Sezione del documento →

Pierfrancesco attraversò tutto questo permeato della grande cultura liberale napoletana – Mozart
disse che un concerto a Napoli valeva cento concerti in Germania – con il suo animus di desiderio
di chiarezza e di coerenza. La formazione che ebbe in Svizzera con Morgenthaler – il quale terminò
la sua vita in Africa mettendo a punto la sua ricerca di etnopsicoanalisi – rafforzò questo tratto
culturale nel quale lo spirito di ricerca non era mai disgiunto dall’idea che il malato, come ebbe a
dire in una lunga intervista, non era uno diverso dagli altri, non era separato. Questo lo aveva già
imparato a Nocera, città di quarantamila abitanti quando lui nacque, dove vi era un grande ospedale
psichiatrico e gli si confermò nei suoi studi a Napoli e soprattutto nell’esperienza zurighese.
La psicoanalisi, il lavoro del medico che si occupa di problemi della mente, non fu mai, per Galli,
un lavoro di riparazione di qualche cosa che è guasto, ma il tentativo, come disse, di aiutare il
paziente a rivedere ciò che lo riguardava mettendo a punto un possibile che era uno Zukunft, ma non
di una Illusion: si prova a fare con grande serietà qualche cosa che appare possibile, si prova, senza
sentirsi superiori a nessuno, facendo onestamente un lavoro onesto: per coloro che si prendono
troppo sul serio, diceva Pierfrancesco, a Napoli è sempre pronta una pernacchia.

Obiettivo del compito →
Nella sezione del documento su Pierfrancesco Galli, dove terminò la sua vita Morgenthaler?

Estratti dei dati →
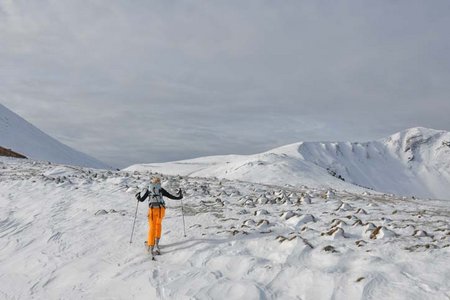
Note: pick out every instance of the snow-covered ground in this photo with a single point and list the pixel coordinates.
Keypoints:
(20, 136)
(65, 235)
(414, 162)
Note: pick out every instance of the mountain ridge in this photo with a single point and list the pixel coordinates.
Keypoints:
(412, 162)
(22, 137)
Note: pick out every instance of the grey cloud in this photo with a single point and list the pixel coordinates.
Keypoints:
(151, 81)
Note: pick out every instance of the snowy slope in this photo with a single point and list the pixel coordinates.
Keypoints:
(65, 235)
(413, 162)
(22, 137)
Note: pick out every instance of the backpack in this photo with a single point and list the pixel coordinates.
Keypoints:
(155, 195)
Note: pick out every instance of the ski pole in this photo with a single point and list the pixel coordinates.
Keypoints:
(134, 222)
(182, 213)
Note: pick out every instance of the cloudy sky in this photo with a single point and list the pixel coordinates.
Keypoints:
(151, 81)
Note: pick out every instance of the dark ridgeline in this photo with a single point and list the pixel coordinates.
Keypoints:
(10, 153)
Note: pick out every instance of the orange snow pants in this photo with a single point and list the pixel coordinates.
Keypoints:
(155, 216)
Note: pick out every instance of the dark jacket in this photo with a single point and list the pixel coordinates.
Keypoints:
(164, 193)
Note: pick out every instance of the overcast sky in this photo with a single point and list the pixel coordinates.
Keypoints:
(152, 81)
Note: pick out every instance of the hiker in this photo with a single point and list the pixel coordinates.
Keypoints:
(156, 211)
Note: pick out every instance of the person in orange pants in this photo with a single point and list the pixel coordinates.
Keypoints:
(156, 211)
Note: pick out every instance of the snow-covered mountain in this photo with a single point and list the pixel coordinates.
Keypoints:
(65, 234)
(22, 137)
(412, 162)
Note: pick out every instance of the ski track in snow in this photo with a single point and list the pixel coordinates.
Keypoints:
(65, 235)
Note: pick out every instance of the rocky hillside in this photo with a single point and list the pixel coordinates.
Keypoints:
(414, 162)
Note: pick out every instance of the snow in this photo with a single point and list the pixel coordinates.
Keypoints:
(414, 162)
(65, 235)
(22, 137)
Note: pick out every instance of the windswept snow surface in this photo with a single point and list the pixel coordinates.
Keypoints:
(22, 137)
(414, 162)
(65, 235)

* * *

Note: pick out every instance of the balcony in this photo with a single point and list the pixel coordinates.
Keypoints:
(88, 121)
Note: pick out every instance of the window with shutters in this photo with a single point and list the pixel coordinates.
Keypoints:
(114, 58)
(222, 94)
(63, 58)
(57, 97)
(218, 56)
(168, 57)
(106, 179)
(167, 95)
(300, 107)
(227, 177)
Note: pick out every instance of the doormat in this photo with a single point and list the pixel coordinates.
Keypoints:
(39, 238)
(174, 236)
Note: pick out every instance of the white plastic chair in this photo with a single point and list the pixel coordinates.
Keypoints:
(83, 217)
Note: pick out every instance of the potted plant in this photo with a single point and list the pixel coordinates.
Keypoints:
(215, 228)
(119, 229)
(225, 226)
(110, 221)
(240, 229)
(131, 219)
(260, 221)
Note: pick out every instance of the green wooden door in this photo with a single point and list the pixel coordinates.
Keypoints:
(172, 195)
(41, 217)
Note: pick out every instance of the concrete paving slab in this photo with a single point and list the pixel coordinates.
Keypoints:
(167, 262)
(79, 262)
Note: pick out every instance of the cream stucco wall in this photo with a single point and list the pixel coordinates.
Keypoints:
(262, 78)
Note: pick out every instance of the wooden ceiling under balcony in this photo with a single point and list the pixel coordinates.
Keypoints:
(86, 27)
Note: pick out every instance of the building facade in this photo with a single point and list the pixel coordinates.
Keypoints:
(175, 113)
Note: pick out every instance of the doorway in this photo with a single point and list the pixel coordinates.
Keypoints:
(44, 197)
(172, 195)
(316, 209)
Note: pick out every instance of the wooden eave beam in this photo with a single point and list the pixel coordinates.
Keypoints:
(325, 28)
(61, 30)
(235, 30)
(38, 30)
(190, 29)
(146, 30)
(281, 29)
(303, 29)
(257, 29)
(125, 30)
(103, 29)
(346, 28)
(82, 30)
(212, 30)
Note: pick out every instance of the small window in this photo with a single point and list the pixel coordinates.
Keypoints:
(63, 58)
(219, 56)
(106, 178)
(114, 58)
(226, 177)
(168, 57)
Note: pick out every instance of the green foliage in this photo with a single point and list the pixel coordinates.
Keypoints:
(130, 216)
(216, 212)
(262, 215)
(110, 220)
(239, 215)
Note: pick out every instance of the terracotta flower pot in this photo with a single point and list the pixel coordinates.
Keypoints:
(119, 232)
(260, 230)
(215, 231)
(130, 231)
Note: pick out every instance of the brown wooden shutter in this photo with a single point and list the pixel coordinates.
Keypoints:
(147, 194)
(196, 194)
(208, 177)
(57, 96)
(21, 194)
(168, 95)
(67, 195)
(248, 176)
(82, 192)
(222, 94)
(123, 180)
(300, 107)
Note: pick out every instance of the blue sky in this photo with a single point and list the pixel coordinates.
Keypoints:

--

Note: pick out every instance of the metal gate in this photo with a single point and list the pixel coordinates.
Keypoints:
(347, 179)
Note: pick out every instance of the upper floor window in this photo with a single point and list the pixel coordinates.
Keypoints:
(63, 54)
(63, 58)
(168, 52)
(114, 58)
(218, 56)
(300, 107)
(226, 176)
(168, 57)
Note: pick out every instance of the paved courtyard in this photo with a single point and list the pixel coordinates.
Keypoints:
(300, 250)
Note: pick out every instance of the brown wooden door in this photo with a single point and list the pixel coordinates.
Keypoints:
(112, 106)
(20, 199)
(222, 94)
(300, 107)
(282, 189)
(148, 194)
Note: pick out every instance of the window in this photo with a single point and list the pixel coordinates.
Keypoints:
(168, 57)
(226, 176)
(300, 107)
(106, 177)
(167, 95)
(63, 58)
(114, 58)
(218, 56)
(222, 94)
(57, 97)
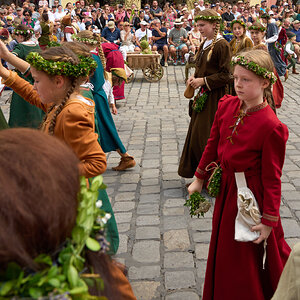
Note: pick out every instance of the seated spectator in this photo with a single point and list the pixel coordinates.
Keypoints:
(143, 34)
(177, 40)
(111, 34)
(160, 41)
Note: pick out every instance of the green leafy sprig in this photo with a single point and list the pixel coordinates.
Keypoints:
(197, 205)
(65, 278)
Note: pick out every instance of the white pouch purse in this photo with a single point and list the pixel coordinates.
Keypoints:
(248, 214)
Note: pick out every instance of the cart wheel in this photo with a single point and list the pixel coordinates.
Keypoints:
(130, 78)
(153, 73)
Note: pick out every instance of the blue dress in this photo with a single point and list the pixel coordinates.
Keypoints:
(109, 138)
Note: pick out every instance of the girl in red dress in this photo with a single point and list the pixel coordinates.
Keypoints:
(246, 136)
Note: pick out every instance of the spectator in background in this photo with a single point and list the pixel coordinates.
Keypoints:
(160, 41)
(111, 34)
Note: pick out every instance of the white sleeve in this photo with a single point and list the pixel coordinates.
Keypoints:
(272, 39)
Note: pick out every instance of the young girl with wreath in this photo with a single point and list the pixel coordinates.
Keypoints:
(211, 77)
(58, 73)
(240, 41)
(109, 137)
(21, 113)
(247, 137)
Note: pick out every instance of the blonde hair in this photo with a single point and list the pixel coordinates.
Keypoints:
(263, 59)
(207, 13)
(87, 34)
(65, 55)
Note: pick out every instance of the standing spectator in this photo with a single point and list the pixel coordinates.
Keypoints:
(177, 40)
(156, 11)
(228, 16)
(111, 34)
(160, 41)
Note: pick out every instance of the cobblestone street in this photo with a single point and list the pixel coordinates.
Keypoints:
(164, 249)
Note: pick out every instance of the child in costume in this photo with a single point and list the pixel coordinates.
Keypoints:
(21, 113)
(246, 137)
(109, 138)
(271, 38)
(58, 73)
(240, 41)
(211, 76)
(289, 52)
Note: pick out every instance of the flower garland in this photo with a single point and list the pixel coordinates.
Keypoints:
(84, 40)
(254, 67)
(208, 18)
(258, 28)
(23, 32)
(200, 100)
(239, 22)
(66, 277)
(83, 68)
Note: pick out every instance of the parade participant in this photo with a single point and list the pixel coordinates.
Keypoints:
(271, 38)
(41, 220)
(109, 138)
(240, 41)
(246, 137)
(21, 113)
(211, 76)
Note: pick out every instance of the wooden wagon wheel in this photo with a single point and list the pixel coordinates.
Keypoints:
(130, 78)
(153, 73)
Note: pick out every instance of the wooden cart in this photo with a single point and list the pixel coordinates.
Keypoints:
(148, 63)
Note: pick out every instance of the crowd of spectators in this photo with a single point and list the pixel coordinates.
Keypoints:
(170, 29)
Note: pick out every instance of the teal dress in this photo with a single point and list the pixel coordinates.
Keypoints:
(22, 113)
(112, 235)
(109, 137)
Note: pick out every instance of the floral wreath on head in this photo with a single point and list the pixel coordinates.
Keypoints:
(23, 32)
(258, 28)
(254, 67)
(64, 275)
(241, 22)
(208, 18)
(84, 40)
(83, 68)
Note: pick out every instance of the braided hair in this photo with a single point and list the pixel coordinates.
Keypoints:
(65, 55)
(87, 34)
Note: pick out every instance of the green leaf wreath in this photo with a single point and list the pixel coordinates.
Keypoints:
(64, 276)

Risultato del compito →
In Africa.